Ricopia le righe senza cambiare nulla: comincia da quella che contiene "of the white" e fermati dopo quella che contiene "the green grass", includendo entrambe.

───── I DATI

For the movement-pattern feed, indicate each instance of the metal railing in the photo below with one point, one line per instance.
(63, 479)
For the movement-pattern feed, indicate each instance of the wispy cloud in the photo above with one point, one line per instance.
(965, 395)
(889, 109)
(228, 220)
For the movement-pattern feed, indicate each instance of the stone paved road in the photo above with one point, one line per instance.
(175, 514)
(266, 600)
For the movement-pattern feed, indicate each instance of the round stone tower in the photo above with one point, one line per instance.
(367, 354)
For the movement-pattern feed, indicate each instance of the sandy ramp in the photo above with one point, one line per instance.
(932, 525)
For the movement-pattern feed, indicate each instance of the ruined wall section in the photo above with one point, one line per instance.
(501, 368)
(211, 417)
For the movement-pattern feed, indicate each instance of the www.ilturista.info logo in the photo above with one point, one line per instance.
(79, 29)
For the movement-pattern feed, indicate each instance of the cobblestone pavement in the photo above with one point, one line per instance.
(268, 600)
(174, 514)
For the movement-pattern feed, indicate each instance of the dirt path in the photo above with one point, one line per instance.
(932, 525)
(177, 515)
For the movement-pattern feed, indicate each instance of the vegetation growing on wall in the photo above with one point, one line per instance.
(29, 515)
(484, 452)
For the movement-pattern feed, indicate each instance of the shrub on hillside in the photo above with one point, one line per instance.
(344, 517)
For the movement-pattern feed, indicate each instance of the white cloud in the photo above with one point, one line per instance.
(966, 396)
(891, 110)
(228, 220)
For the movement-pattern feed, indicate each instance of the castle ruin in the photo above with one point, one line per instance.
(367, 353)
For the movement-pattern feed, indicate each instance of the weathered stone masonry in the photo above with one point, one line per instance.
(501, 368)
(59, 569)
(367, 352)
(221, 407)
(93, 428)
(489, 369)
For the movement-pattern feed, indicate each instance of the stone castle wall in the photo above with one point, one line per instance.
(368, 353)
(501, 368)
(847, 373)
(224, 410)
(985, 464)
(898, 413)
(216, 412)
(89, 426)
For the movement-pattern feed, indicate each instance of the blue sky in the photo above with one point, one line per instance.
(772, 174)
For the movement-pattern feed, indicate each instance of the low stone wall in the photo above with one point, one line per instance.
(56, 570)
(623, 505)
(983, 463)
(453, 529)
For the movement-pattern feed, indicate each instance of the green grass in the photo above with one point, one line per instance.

──────────
───── I DATI

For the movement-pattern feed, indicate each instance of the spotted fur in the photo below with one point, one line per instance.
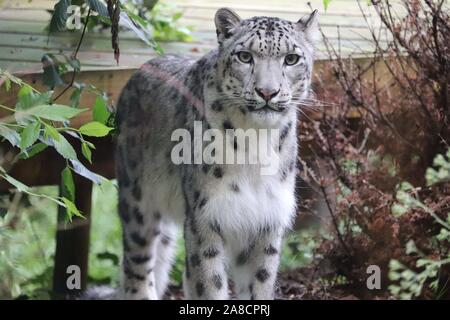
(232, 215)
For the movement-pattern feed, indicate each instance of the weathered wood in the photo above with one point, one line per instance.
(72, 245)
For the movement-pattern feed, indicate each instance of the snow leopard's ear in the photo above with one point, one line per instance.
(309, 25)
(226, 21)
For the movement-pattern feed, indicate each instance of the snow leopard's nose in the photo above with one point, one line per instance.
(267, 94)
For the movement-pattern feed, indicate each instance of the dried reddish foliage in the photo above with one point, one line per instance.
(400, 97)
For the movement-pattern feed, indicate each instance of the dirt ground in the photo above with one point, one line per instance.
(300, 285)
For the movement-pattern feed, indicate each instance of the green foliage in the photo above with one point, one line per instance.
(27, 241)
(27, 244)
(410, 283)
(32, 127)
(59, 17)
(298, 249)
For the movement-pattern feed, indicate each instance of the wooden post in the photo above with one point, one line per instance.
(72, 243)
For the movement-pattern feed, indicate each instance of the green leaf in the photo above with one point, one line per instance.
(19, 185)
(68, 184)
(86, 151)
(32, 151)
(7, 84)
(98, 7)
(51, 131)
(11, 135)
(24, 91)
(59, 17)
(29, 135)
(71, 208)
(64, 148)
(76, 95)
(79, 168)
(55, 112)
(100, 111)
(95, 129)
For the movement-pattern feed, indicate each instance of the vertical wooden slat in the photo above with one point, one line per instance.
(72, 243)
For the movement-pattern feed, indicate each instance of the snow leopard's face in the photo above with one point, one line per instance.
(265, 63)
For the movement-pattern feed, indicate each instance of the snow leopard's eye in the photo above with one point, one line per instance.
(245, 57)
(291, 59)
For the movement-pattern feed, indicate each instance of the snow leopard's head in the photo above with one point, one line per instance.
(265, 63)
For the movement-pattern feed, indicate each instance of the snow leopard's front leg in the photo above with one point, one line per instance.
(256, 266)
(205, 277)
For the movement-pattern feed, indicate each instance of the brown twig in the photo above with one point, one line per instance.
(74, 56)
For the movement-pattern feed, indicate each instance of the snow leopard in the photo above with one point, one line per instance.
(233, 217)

──────────

RISPOSTA COMPLETA:
For the movement-pattern feed, indicate each instance of the white cloud in the photo above with one point, one line per instance.
(966, 396)
(891, 110)
(228, 220)
For the movement-pattern feed, indicate each instance of the castle ruin in the photo above with one point, one line per instance.
(367, 353)
For the movement-pattern feed, indicate each instance of the weathered stone masonry in the photo above with one point, one line per instance.
(501, 368)
(59, 569)
(367, 352)
(221, 407)
(93, 428)
(489, 369)
For the movement-pattern feed, indicate each instance of the stone castle wall in the photo above with one point, one line per instance.
(368, 353)
(501, 368)
(847, 373)
(224, 410)
(985, 464)
(898, 413)
(216, 412)
(89, 426)
For the movement-pattern feed, indicate each instance of the blue sky in the photo above with one point, one line per instance.
(772, 174)
For the movement-pattern feed, indicate each instance of the low stone wall in the photo above with one point, one line per instance.
(56, 570)
(623, 505)
(983, 463)
(453, 529)
For the movement-pattern feed, indicate each instance of the green grass in the photo above with one point, one line per instance.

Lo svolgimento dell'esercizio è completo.